___ Available records ___

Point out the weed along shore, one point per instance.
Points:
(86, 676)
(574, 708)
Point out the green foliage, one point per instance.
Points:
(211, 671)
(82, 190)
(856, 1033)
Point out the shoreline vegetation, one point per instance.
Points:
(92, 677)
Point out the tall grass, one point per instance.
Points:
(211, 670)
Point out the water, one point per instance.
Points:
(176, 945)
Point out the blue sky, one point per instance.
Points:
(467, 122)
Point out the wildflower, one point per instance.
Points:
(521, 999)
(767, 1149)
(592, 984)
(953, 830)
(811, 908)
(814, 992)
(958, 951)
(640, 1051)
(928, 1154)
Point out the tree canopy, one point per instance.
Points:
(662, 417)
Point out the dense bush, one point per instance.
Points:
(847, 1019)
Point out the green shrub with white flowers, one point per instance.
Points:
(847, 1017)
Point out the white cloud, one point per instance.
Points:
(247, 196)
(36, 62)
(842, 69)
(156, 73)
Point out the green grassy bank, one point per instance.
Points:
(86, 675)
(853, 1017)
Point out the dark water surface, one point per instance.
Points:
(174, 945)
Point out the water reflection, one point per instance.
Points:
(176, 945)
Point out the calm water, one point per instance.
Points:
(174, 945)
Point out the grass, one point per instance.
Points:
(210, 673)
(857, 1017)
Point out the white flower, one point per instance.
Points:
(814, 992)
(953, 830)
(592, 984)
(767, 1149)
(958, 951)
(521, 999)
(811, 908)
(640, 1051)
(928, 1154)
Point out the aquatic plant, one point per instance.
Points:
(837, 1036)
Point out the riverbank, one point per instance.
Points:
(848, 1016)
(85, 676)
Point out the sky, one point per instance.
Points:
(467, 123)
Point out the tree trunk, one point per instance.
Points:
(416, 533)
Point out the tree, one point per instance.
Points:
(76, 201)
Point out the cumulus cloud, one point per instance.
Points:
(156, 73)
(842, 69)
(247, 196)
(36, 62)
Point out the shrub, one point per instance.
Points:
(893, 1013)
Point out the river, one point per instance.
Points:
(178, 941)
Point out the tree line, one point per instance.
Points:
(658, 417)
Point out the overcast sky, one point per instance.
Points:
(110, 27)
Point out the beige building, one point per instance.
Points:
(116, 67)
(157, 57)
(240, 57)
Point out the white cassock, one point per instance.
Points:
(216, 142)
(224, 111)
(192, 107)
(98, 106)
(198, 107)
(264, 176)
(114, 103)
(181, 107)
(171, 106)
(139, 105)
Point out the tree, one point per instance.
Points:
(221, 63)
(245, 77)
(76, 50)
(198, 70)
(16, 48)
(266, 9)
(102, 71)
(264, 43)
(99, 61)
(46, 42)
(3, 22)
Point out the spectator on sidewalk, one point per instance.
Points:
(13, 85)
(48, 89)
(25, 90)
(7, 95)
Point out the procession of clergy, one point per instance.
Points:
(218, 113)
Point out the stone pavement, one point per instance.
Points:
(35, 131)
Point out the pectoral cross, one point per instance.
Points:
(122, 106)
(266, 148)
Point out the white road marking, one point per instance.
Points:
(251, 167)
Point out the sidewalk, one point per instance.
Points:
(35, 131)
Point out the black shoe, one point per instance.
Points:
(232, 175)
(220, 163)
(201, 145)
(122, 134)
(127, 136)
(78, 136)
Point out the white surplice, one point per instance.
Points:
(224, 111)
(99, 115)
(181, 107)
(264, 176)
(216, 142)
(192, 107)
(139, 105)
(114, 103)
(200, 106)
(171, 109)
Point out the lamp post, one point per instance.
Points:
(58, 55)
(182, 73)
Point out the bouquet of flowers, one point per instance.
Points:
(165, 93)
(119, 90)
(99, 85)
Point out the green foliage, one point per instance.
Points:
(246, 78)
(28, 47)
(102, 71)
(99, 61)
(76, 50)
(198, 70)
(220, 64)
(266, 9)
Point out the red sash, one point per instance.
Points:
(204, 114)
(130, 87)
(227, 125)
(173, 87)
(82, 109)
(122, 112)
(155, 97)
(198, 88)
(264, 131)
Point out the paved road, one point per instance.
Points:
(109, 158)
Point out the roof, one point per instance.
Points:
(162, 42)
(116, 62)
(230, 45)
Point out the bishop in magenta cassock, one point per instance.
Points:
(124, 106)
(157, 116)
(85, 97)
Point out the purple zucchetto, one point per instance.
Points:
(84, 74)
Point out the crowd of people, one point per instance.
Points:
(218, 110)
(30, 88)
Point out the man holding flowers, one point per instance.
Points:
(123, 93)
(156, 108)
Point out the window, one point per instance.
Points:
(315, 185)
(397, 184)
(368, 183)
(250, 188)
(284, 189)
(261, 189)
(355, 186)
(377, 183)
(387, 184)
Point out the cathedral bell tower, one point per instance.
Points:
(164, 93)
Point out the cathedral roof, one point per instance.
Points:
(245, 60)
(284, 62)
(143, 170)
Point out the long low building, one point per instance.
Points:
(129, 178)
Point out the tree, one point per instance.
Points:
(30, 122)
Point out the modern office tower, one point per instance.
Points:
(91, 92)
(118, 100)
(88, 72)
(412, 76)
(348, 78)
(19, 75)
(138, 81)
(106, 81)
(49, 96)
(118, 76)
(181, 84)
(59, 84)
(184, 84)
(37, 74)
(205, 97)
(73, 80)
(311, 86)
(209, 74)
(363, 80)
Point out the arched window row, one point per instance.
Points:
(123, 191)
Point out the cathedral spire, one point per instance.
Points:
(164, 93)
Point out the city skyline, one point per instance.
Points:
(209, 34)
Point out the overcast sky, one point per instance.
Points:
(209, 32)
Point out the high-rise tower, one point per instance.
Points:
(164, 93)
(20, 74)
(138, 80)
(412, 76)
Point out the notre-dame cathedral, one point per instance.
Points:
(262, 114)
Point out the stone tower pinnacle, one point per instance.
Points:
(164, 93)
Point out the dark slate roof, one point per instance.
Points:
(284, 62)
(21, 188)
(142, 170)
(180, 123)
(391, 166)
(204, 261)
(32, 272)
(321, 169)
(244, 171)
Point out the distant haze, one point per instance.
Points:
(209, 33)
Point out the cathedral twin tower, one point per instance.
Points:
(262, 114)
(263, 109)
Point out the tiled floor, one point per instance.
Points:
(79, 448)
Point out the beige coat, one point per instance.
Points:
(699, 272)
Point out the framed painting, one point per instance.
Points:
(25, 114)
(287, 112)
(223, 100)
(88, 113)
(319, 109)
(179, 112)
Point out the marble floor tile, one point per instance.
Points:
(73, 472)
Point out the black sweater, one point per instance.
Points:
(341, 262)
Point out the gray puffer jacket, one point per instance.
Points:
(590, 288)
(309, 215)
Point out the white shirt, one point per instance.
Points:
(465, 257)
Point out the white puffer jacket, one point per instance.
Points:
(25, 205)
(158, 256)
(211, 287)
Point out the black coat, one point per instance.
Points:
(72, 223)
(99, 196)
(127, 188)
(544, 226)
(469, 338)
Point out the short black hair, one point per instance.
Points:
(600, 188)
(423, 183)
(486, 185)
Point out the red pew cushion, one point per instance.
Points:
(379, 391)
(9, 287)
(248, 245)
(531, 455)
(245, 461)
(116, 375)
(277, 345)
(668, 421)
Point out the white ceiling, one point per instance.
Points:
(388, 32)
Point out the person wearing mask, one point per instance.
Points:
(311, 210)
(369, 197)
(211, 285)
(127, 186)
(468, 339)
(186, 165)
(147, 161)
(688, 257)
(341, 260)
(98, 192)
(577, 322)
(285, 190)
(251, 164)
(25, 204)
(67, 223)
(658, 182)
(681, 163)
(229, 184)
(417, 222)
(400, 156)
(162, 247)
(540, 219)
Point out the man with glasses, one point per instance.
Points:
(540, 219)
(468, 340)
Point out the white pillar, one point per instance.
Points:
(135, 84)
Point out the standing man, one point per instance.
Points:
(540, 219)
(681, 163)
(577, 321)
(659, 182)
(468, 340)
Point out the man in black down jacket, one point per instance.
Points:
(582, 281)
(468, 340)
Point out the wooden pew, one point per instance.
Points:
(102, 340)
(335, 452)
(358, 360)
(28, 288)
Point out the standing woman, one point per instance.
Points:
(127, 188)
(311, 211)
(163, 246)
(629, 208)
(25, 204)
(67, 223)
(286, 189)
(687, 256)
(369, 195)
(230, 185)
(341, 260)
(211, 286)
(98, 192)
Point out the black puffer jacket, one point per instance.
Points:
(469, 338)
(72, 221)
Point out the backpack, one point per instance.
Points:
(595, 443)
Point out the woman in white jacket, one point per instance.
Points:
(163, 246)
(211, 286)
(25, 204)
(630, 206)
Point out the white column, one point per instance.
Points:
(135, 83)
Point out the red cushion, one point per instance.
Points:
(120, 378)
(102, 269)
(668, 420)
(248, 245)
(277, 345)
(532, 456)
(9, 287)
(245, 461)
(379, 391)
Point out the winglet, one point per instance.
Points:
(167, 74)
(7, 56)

___

Requirement. In the material above, how many lines include the string "water"? Please reply with the number only.

Result of this task. 4